**AIM OF THE TASK**: Every entry below should be restated word for word, except for its images.

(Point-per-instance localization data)

------------

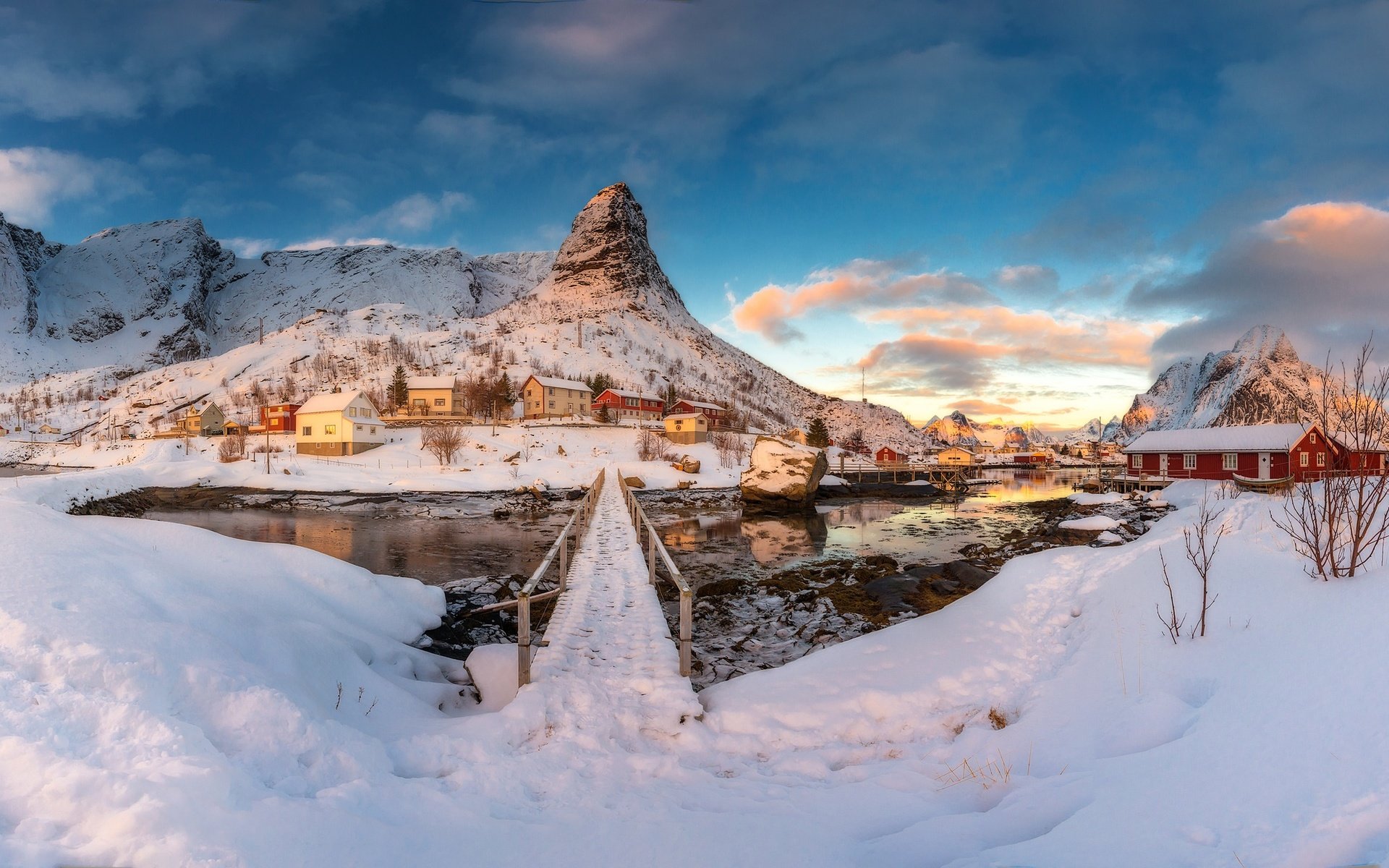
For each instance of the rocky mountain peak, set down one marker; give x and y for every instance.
(1267, 342)
(608, 260)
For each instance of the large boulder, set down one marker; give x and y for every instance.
(782, 475)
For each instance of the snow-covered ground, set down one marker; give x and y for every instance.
(171, 697)
(399, 466)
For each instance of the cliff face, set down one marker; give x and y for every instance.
(146, 296)
(1260, 380)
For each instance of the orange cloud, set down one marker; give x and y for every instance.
(860, 285)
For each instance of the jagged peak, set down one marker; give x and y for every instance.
(1267, 342)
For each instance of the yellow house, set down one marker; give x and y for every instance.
(687, 428)
(205, 422)
(338, 424)
(548, 398)
(956, 454)
(431, 396)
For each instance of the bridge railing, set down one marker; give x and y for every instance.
(557, 556)
(656, 552)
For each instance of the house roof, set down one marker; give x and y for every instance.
(629, 393)
(430, 382)
(331, 401)
(551, 382)
(1228, 439)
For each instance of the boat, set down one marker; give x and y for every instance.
(1262, 485)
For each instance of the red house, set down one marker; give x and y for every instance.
(1266, 453)
(717, 416)
(278, 418)
(886, 456)
(624, 404)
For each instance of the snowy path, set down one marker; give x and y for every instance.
(610, 660)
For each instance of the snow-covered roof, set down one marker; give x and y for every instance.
(1228, 439)
(430, 382)
(331, 401)
(552, 382)
(638, 395)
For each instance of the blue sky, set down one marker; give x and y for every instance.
(1011, 208)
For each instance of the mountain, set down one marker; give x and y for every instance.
(155, 315)
(1260, 380)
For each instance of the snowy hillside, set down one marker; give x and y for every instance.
(158, 314)
(1262, 380)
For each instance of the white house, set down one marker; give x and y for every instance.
(338, 424)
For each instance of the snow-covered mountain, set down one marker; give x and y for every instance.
(1260, 380)
(161, 314)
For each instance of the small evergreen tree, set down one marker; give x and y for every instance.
(854, 442)
(399, 392)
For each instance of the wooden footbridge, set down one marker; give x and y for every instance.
(608, 626)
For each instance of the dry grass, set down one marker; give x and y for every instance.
(987, 773)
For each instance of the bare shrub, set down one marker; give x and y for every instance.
(1202, 540)
(1171, 621)
(1339, 521)
(232, 448)
(443, 442)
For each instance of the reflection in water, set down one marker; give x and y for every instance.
(909, 531)
(434, 550)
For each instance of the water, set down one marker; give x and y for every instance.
(434, 550)
(709, 542)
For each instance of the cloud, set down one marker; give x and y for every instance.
(63, 60)
(984, 409)
(420, 211)
(860, 285)
(1320, 271)
(36, 179)
(1028, 278)
(320, 243)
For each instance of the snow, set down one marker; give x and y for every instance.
(170, 696)
(493, 671)
(399, 466)
(1091, 522)
(1091, 499)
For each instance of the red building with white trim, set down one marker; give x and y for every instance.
(278, 418)
(717, 416)
(888, 456)
(624, 404)
(1253, 451)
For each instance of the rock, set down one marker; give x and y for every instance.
(782, 474)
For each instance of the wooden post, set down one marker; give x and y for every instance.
(524, 639)
(687, 617)
(564, 557)
(650, 555)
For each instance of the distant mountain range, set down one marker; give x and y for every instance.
(155, 315)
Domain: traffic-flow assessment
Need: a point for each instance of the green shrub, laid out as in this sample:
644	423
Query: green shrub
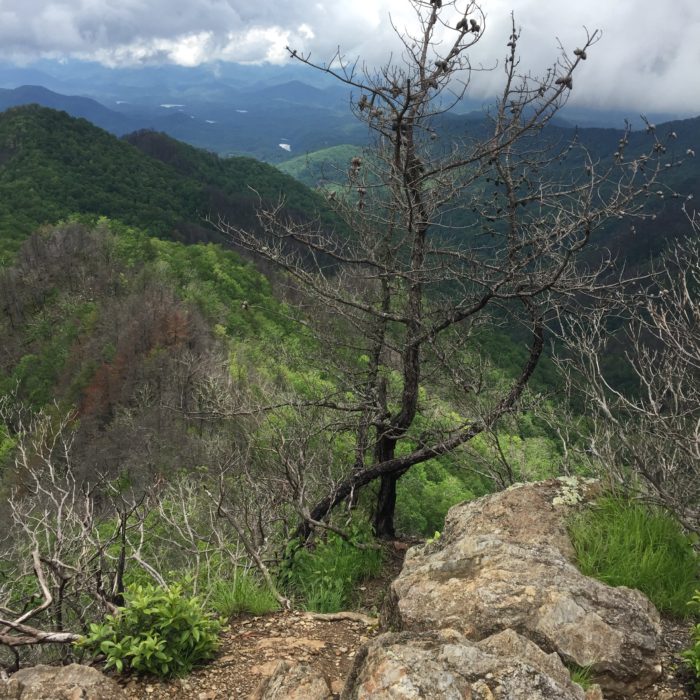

------------

**RESPONSE BELOW**:
For each instance of the rocky mountain peak, set down one marker; give x and y for every instance.
(1267, 342)
(608, 260)
For each instance of the large boulder, set down one marker; give x and y for every instance.
(782, 475)
For each instance of the snow-covered ground, set down one marker; give x and y for every instance.
(171, 697)
(399, 466)
For each instance of the cliff face, set down one marker; give x and y for every instance.
(146, 296)
(1260, 380)
For each instance of the orange cloud, set down one marker; give x and y for every instance.
(860, 285)
For each instance of the jagged peak, set down one marker; give x and y for every instance.
(1267, 342)
For each instance of the yellow house, set down one marker; give x and y for every instance.
(687, 428)
(205, 422)
(338, 424)
(548, 398)
(956, 454)
(431, 396)
For each instance of the bridge railing, set down one marker; give x and y for every instance.
(557, 556)
(656, 552)
For each instance of the house roof, set down one marker; give x and y for every instance.
(629, 393)
(430, 382)
(331, 401)
(551, 382)
(1228, 439)
For each instance of the boat, set down one marker; give x and y for every instance.
(1262, 485)
For each instance of the red house, set down one marker; give x and y for every instance.
(1266, 453)
(717, 416)
(278, 418)
(886, 456)
(624, 404)
For each instance of the snowy path, set down one marker; give x and y for every instance.
(610, 660)
For each instance of the snow-covered roof, set down one marker; give x and y for every instance.
(1228, 439)
(430, 382)
(331, 401)
(552, 382)
(638, 395)
For each instance of the blue sky, set down one marker; give x and y for every instance.
(1011, 208)
For each instance of the mountain, set down one marker; give x and y for every instance.
(155, 315)
(1260, 380)
For each instance of the snowy hillside, set down one marker; give x and y for every instance.
(158, 314)
(1262, 380)
For each instance of the white house, set down one marker; give x and y for every instance.
(338, 424)
For each instance of the snow-covered mountain, set down one marker; give x and y for every instance.
(1260, 380)
(161, 314)
For each instance of the small evergreen tree, set down one marker; give x and y for every instance.
(854, 442)
(399, 392)
For each instance of the wooden footbridge, set down one marker; give x and y for every instance.
(608, 626)
For each instance of the dry grass, set down one marker; give x and y for every instance.
(987, 773)
For each instance of the bare shrub, set down one marker; give x and y for every instance.
(1202, 540)
(1171, 621)
(1339, 521)
(232, 448)
(443, 442)
For each instance of the reflection in water, set down one marker; give x and y for every instance.
(909, 531)
(434, 550)
For each instance of the water, set down one marker; give x and y for every instance.
(434, 550)
(709, 542)
For each instance of the cloud, set down one marker; give x and y for every instance.
(63, 60)
(984, 409)
(420, 211)
(860, 285)
(1320, 271)
(36, 179)
(1028, 278)
(320, 243)
For each instance of the snow, set down one marker; give x and y for every instance.
(170, 696)
(493, 671)
(399, 466)
(1091, 522)
(1091, 499)
For each instance of the red building with white trim, set down one marker; give x and y for every instance.
(278, 418)
(717, 416)
(888, 456)
(624, 404)
(1253, 451)
For each instance of the rock, set down one marker; give x and y for every instance.
(782, 474)
For each instance of the wooden post, set down one marker; give x and y for every instance.
(524, 639)
(687, 617)
(564, 557)
(650, 555)
For each instance of the distant mountain range, set down one marker; give x and y for every instance.
(155, 315)
Domain: traffic-flow assessment
Need: a point for each instance of the green shrub, laid out as in this sample:
644	423
Query: green shrub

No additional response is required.